[EXERCISE BRIEF] Give back every record below precisely as written.

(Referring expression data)
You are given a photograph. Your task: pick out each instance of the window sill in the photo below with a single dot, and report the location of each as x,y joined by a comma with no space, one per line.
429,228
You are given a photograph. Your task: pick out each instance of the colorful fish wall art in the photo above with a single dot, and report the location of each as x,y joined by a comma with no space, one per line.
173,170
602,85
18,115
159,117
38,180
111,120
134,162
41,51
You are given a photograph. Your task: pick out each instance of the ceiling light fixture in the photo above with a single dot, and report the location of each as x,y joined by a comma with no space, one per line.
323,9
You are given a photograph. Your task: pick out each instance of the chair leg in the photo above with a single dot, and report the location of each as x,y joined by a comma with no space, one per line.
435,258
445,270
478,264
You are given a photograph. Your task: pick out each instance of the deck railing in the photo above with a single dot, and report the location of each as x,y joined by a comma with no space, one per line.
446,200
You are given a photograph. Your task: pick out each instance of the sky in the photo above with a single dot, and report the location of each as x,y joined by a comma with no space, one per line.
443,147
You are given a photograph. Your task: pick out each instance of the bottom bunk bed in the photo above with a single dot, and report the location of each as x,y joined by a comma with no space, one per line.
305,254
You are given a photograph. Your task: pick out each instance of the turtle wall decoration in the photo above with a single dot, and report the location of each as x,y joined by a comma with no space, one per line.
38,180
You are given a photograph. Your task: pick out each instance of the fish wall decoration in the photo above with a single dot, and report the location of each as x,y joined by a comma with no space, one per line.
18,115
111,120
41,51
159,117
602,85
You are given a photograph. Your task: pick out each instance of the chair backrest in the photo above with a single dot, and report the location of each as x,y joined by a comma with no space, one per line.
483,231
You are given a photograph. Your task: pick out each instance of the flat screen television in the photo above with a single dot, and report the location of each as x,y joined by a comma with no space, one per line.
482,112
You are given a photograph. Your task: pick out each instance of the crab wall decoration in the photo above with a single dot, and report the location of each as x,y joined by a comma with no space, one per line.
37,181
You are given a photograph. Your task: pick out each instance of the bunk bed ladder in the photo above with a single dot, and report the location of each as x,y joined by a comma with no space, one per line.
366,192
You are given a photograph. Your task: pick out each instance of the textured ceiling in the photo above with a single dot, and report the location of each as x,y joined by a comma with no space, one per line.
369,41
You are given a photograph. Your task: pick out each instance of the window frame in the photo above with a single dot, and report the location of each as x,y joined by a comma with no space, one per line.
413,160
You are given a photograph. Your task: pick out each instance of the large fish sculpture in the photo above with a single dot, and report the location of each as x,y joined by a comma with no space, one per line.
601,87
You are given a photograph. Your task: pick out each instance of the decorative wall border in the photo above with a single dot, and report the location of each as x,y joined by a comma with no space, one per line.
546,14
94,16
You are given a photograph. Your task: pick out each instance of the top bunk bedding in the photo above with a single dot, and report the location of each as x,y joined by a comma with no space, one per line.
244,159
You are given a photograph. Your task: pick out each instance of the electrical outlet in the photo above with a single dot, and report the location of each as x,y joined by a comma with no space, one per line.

[TASK RESULT]
You are given a photograph. Your task: pick out each instance of the window sill in the photo below with a single dot, and report the location of each as x,y joined by a comma with no space, one per line.
429,228
You are given a photograph. Your task: pick out each instance of the colorful fish wall art in the photo above with a single dot, and report the location of each as x,y joined by a comma with no space, one per line.
173,170
602,85
18,115
159,117
38,180
111,120
134,162
41,51
You are given a photograph. Your task: pick out each instance of the ceiling light fixture in the photo above with a single dot, and report the location of each as x,y joined by a comma with no space, one per line.
323,9
You are given a photograph. Your task: pick out each instance of the chair leg in the photo above with a single dot, and report the location of each as x,y joined by a comma with no space, one per line.
435,258
445,270
478,264
You are given a photograph. Your task: pick out each instance of the deck railing in the photo above with a single dot, and report the location of each as x,y joined by a comma with no space, one per line.
446,200
You are given a photograph. Your task: pick out each instance of the sky in the photo above with a single dot, and report the location of each as x,y joined by a comma with no space, one per line.
443,147
You are given a photograph. Your task: pick out each instance of the bottom bunk bed in the photo above with a single dot, and report the location of each as x,y joined by a comma with no space, one per line.
305,254
You are given a photograph. Your task: pick out each instance of the turtle wall decoration in the photo above with a single dot, and report the location of each as x,y joined by a comma with no space, one per line.
38,180
You are given a photograph. Your task: pick out each instance of the fish wall decoration in the photo above with a single dot, and report the location of each as x,y joined by a comma with no space, one per line.
18,115
111,120
41,51
159,117
602,85
You are given a photograph. Your task: pick out each instance of the chair backrest in the photo above with a single dot, and report the location of each as x,y joined by a comma with no space, one per line.
483,231
You are given a photograph. Your task: pick out each instance of the flat screen television in the photo above with a single dot, and report the location of each as x,y joined by a comma with no space, one per line.
482,112
You are given a photograph. Your task: pick out each instance of the crab wall decoration in the photo above with a single dot, and report the location of each as x,y joined by a comma with no space, one per line.
37,181
You are given a photograph. Your task: pick out each instance of the bunk bed ladder in the photo above with a single dot, and report the location of each as x,y joined by a comma with no space, one per line.
366,192
You are given a photograph. Your task: pick out each instance of the textured ceiling in the photo above with a single dot, and report the location of each as x,y joined by a comma with no space, one per line.
369,41
You are given a photograph. Your task: pick out each instance of the window frame in the photo above with a single dot, and report the location of each as x,y joined by a comma with no space, one per line.
413,160
You are given a photograph. Your task: pick out each instance of the large fish sculpture in the photo above with a single dot, and report the location of each as x,y joined by a comma with no space, one per line.
601,87
You are given a photograph. Your task: pick out each instance of the decorative wall border in the photo above with a single dot, and report the location of each as x,y joined by a comma with no space, one per line.
546,14
94,16
You are given a photograph. Your task: pick out each instance of the top bunk bedding in the photo above with a single dot, and report the location of each as x,y joined by a comma with no space, one per line.
244,159
You are given a photograph. Your task: pick out each instance of the electrical outlet in the photo above with a single dot, and report the location of each as x,y joined by a comma with no space, one per line.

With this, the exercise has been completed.